• Using the information
• A. In the blog post about Oskar Blues canned beer, in what year did the brewery become the first U.S. microbrewery to can its own beer?
• B. Continue the blog post about Oskar Blues canned beer from the point at which it ends.

Can you taste the Rockies?

Drinking beer out of a can is rarely my first choice; the metallic taste, the quick warming of the contents and the god-awful selections usually available in this format. 

That being said, sometimes a can of beer is a necessity – camping, the ball game, fishing or as one of my mother’s favorite stories goes – getting your three-year-old child to take her medicine by putting it inside her father’s beer can.

Fortunately for all of us, Oskar Blues has done something about this.

AK Pale Ale[1]

In 2002 they became the first U.S. microbrewery to can their own beer – by hand, with a tabletop machine, 2 cans at a time.  They seem like a very fun-loving outfit, with beer names like “Old Chub” and “Mama’s Little Yella Pils”.   They’ve grown over 800% since the beginning and now they’re the largest producing brewpub in the United States. 

I recently took their flagship brew, Dale’s Pale Ale, on a fishing trip.  I didn’t land any keepers, but I did enjoy a very tasty beer from a can.  Between an American Pale Ale and an India Pale Ale, it had a satisfying hoppy bite, with notes of citrus, melon and pine.  And at 6.5% abv, it’s good bang for your buck.

Plan on packing some cans of beer for your summer adventures – they’re not just for NASCAR fans anymore.


Filed under Beer

2 responses to “Can you taste the Rockies?

  1. Her Dad

    I don’t think I ever had a beer get warm. Only if I forgot where I put it. The beer was my medicine also. That story is true by the way. We also used to let the dog lick the can.

• Listed records
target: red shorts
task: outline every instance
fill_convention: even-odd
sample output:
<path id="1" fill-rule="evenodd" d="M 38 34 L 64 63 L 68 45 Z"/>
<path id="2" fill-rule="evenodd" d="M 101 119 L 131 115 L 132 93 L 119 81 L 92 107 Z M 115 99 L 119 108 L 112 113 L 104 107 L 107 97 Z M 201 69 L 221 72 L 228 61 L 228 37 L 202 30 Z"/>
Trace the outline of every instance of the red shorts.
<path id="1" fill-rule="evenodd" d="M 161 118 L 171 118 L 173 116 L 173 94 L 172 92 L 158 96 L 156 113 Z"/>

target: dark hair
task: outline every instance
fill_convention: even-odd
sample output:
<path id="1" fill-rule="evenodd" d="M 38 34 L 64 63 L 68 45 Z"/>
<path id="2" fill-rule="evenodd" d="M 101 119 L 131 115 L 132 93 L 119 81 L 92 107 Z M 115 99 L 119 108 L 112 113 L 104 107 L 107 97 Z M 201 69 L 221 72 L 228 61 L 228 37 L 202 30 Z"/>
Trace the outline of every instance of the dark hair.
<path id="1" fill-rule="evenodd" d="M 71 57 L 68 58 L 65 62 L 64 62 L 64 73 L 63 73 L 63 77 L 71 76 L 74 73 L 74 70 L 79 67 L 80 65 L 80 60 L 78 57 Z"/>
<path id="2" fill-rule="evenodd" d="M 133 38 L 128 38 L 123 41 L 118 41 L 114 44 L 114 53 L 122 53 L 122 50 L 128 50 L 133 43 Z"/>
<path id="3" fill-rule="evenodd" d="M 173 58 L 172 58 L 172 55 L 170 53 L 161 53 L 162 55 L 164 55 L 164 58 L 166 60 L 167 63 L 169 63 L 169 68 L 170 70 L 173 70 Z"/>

• Solved problems
• A. 2002

• B.
  2. Holy Hell, Thirsty Spirit. What on earth are you talking about? There are amazingly tasty beers that have been canned since before you were born. Old Milwaukee; Busch; Budweiser (Red Bellies?). Right there, that’s three beers that are better in a can. Awesome in a can.

    I put canned beer up there with burgers, steak, and baseball when it comes to American culture.

    If you’re worried about your beer getting warm (which I agree with Dad, is a baseless concern; just means you’re not drinking fast enough), use a coozie.

    Here’s my theory on why Oskar Blues canned their beer by the way. It was originally made for the ur crunchy types in Colorado who couldn’t afford to have much more weight than a couple extra pounds on their hiking, biking, and climbing trips. And, this meant having more bang for your buck in each can. If you’re only able to haul in 2-3 cans at the most, the brew doesn’t need to have a high crushing coefficient*

    *See Coors Light (aka waters) and Keystone Light for canned beers with the highest known crushing coefficients.